- _Passage_:
In middle school, where pupils think more about sex than science, the curriculum is less on astronomy and more on social problems and there are books by the speaker where different issues are adressed in a popular but scientific way.

Finally, she stesses the importance of teachers and of finding good ways to teach, because education is the most important way to leave underdevelopment.

H. Levato: Formal Education in Astronomy in Latin America

The speaker starts with an overview over the countries and places, where astronomy can be studied both at undergraduate and at graduate level. The amount of activity and students scales with the size of the country. 90% of the 500 PhD students in astronomy are in Argentina, Brazil, Chile and Mexico.

There is an intermediate group of countries, where there is serious effort in astronomy, but it would take more resources to consolidate their astronomy programs. The largest number of countries however have seriuous deficiencies in that respect. The speaker also found a correlation between the astronomical effort and the reply-time to emails. :-)

Although there are many astronomical facilities in latin america, it is the people who write the papers and it often is manpower which is the limiting factor.

In a comment it was pointed out, that Venezuela probably should belong to the first group, which the speaker already had suggested, but with a question mark.

J. Ishitsuka: A new astronomical facility for Peru: transforming a 32m-antenna into a radio telescope

There are some big antennae around that are not used anymore, because communication has been replaced by other means. Making telescopes out of them requires expertise which not necessarily available. For this project in Peru, they collaborated with japanese astronomers.

The tansformation of this satellite communication antenna shall start radio astronomy in Peru, create radio anstronomers by gathering knowlege and of course promote international collaborations. The antenna is good enough to go up to 2.2 GHz and the site is high up, remote and has good conditions. The location on the globe also makes it interesting for Very Long Baseline Interferometry. They have a working reciever and are well underway.

S. Haque: The Caribbean view from the ground up

Intitially, the drop-down list in the registration form for this meeting did not contain Trinidad (the speaker's home) - this was corrected. With a country of one million inhabitants and two astronomers, they are approached from all sides of society, also religious, for information about calenders and the sky. There is an effort on online-teaching and there are popular events like "star-parties", however classical seminars are widely ignored.

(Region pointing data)
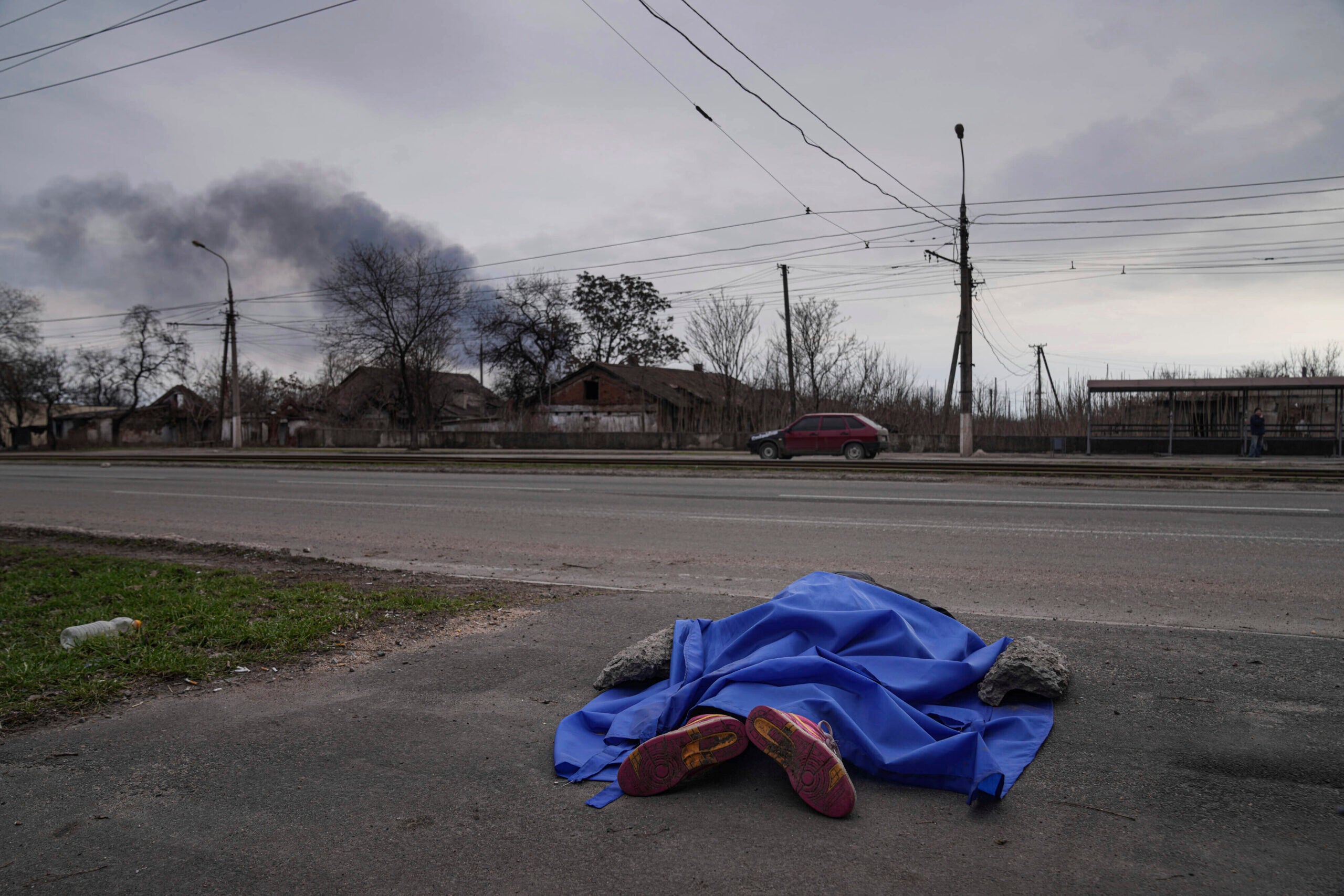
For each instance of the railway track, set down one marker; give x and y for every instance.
(941, 467)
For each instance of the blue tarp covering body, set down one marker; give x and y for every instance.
(896, 679)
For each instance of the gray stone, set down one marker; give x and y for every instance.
(1028, 666)
(865, 577)
(649, 660)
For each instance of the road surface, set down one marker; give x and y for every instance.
(1225, 559)
(1198, 750)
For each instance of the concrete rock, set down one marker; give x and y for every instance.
(649, 660)
(865, 577)
(1028, 666)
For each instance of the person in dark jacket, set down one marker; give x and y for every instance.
(1257, 433)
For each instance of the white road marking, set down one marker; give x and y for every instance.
(1146, 625)
(863, 524)
(1061, 504)
(425, 486)
(258, 498)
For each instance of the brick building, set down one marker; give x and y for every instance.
(628, 398)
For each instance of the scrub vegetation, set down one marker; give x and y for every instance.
(198, 624)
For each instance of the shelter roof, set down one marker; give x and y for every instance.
(1222, 385)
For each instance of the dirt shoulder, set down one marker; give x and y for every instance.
(188, 649)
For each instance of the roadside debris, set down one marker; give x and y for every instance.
(1028, 666)
(104, 628)
(649, 660)
(1119, 815)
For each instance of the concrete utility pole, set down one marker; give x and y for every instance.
(967, 386)
(788, 344)
(1041, 351)
(232, 331)
(961, 350)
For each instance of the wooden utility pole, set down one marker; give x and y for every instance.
(788, 343)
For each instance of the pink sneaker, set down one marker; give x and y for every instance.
(663, 762)
(810, 754)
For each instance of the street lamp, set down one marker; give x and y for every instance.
(230, 342)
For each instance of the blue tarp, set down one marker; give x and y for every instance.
(896, 679)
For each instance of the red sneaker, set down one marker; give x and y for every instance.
(663, 762)
(810, 754)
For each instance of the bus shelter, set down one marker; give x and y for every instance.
(1210, 416)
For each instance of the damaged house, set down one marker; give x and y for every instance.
(371, 398)
(629, 398)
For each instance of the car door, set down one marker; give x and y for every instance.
(802, 438)
(835, 431)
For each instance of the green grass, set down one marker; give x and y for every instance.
(198, 624)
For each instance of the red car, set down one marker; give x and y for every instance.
(854, 436)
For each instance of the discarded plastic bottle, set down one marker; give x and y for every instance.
(75, 635)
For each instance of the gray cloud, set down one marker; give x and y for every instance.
(118, 242)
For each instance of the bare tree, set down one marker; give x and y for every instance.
(53, 387)
(19, 312)
(152, 354)
(97, 378)
(723, 333)
(530, 335)
(401, 309)
(820, 347)
(624, 320)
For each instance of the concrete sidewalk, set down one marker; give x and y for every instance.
(1180, 762)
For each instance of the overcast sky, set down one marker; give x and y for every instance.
(510, 129)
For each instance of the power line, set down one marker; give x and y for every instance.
(1136, 193)
(164, 56)
(807, 108)
(1170, 202)
(70, 44)
(136, 19)
(707, 117)
(1141, 220)
(32, 14)
(779, 114)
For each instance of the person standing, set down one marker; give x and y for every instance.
(1257, 433)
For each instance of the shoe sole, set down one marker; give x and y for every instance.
(816, 773)
(666, 761)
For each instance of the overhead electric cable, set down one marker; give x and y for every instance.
(32, 14)
(70, 44)
(1141, 220)
(808, 108)
(1158, 233)
(707, 117)
(143, 16)
(781, 117)
(164, 56)
(1170, 202)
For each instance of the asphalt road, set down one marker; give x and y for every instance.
(1225, 559)
(1199, 749)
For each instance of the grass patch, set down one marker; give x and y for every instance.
(198, 624)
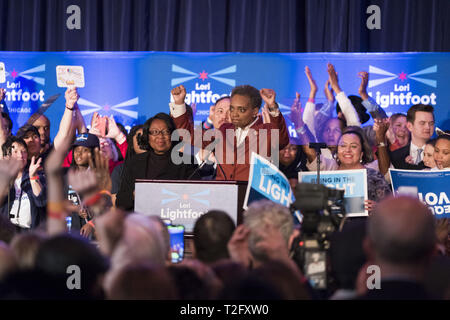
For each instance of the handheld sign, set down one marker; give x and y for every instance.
(70, 76)
(2, 73)
(266, 181)
(354, 182)
(432, 188)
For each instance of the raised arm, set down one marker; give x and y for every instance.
(301, 128)
(276, 118)
(66, 129)
(380, 127)
(349, 112)
(326, 111)
(310, 107)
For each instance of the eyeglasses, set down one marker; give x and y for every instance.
(165, 132)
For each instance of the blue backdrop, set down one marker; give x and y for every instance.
(133, 86)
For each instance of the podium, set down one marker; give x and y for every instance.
(184, 201)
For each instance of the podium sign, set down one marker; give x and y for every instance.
(183, 202)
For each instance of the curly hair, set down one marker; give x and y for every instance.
(143, 142)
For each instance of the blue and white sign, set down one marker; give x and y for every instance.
(266, 181)
(433, 188)
(354, 182)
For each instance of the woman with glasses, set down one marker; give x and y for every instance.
(157, 163)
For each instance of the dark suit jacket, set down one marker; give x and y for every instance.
(137, 168)
(397, 290)
(398, 159)
(236, 166)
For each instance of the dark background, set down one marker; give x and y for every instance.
(225, 25)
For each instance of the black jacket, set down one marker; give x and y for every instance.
(398, 159)
(138, 167)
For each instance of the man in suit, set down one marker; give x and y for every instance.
(246, 133)
(420, 122)
(401, 241)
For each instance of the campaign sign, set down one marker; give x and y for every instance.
(2, 73)
(70, 76)
(354, 182)
(184, 202)
(266, 181)
(432, 188)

- _Study questions_:
1 > In the astronomy meeting notes, give the stretch from "The tansformation of" through "are well underway." again, switching "satellite communication antenna" to "former satellite dish".
2 > Shorten the paragraph of the astronomy meeting notes that begins "There is an intermediate group of countries," keeping its main facts.
3 > Extend the astronomy meeting notes beyond their final sentence.

- _Your written answers_:
1 >
The tansformation of this former satellite dish shall start radio astronomy in Peru, create radio anstronomers by gathering knowlege and of course promote international collaborations. The antenna is good enough to go up to 2.2 GHz and the site is high up, remote and has good conditions. The location on the globe also makes it interesting for Very Long Baseline Interferometry. They have a working reciever and are well underway.

2 > An intermediate group of countries makes a serious effort in astronomy but would need more resources to consolidate its programs. Most countries, however, have serious deficiencies in this respect. The speaker also found a correlation between astronomical effort and email reply time.

3 >
Astronomy is in the primary school curriculum, voluntary student work is very important and at university level they have succeeded in sending students to internatonal winter schools and universities. Research has mainly been theoretical, but now also contains others, like astrobiology.

They have a 46cm telecope, mainly used for monitoring quasar variability.

R. Kochhar: Promoting astronomy in developing countries: a historical perspective

Is astronomy a "western astronomy"? There has been astronomy going on all over the world during mankind's history. The speaker tries to get attention to insensitivities that for example are written in the history section of textbooks. The "cultural perspective" should be taken more into accont.

J. Hearnshaw: A survey of published astronomical outputs of countries 1976-2005

I could not resist to return to the meeting anyway before I fly back to Sweden tonight. I was tempted by the Session about the "Virtual Observatory", but I guess one can find out about that on the web anyway.

Therefore, I am sitting in the Special Session 5 on "Astronomy for the Developing World" right now. I only got the last minutes of J. Heranshaws talk, but the summary contained the following:
- There are 1.39 astronomers per million population over the world.
- There are 9000 members in the IAU.
- The majority of papers is published by IAU members.
- 112 countries have no IAU members, but 3/4 of the world's population live in IAU member-countries.
- The GDP of a country correlates with the number of it's IAU members.
- It also correlates with the number of papers published.
- Since 2001, there has been a rapid increase in multi-national papers and large collaborations.